From the entries below, return exactly the lines beginning at the one that contains "Where can the bird's breast" and ending at the one that contains "Target: bird's eye", both of them included, and only those lines.

Saved entries:
□ □ □ □ □

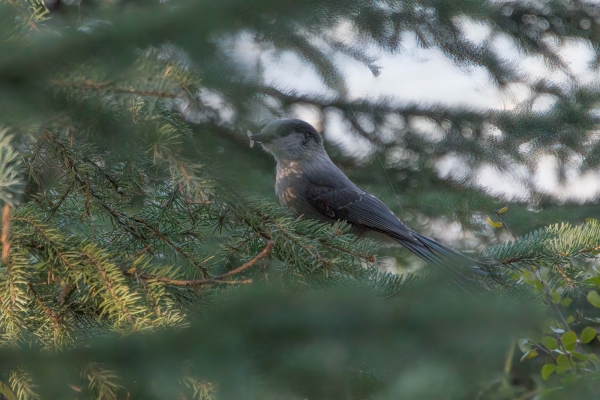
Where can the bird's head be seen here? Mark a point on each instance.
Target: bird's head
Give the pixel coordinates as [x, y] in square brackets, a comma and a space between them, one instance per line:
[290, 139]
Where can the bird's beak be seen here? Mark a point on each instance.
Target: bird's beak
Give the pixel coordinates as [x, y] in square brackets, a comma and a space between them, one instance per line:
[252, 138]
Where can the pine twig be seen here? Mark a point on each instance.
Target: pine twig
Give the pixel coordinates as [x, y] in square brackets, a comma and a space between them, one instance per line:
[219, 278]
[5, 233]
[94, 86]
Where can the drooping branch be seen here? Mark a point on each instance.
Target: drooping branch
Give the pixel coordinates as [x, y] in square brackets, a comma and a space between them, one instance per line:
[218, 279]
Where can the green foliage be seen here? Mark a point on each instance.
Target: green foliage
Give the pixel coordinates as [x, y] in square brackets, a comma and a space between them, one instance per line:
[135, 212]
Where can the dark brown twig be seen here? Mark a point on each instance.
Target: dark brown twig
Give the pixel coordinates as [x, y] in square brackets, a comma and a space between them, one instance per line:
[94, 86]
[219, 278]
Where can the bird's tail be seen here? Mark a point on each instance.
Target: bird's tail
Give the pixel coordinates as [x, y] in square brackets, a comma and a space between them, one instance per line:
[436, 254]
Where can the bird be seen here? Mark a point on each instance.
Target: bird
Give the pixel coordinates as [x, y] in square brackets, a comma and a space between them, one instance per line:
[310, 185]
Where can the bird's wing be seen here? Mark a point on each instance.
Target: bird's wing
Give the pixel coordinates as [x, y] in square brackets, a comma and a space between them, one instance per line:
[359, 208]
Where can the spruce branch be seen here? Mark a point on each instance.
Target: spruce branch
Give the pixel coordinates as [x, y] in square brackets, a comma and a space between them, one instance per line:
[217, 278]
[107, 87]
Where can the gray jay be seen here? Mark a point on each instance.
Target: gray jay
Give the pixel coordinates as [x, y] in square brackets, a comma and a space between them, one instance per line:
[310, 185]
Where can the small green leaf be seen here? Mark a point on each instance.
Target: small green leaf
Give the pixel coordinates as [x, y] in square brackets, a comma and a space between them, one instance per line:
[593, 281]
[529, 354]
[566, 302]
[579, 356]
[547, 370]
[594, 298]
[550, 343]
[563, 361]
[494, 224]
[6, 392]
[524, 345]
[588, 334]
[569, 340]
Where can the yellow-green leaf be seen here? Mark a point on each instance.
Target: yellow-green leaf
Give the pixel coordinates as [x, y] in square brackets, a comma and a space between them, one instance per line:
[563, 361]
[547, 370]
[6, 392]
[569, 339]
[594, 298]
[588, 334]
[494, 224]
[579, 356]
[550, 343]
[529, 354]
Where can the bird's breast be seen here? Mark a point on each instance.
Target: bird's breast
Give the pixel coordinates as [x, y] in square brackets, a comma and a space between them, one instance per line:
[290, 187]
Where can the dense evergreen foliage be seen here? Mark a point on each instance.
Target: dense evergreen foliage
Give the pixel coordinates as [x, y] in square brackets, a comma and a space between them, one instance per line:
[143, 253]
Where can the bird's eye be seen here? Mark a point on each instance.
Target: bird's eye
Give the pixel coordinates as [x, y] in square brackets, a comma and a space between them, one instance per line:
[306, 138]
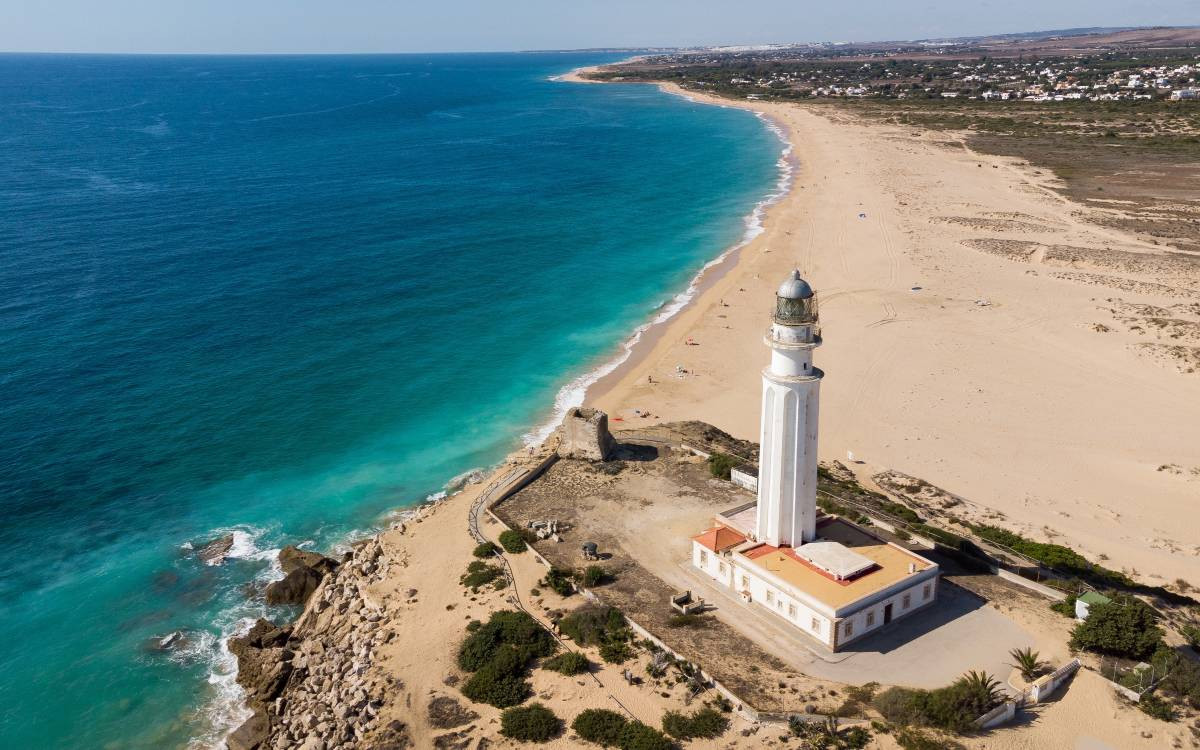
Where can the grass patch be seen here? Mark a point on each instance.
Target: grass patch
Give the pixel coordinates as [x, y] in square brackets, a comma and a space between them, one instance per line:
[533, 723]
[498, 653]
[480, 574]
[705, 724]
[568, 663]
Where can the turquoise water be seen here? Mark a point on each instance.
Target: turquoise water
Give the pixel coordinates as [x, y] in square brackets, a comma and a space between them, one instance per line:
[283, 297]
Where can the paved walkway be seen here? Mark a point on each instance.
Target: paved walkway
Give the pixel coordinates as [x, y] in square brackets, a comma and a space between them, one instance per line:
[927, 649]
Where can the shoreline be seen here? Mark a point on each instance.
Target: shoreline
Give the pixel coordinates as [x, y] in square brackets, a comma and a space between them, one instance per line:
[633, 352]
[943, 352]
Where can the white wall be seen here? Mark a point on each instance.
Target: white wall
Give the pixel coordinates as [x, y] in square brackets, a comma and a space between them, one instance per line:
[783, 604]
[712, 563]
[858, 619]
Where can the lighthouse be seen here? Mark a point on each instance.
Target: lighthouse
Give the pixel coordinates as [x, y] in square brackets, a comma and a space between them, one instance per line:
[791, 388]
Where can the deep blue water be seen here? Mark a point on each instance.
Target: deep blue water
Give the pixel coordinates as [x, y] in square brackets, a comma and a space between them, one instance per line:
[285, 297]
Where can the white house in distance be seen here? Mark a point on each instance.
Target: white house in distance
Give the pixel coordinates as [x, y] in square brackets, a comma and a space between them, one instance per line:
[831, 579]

□ □ □ □ □

### WRITTEN REPLY
Where can the bird's breast be seen here? Mark a point on each instance.
Target: bird's breast
Give the pixel coordinates as [x, y] in square brackets, a comma and a space between them, one instance per line:
[290, 187]
Where can the dense evergreen foliage be seen here? Mark a point on each instance.
Target: dense evergreen foliage
Give the pixel coordinates as [x, y] in square brackets, a comma and a space between them, one instance per line:
[143, 253]
Where can the bird's eye be seen here? Mark a point on each instance.
Target: bird's eye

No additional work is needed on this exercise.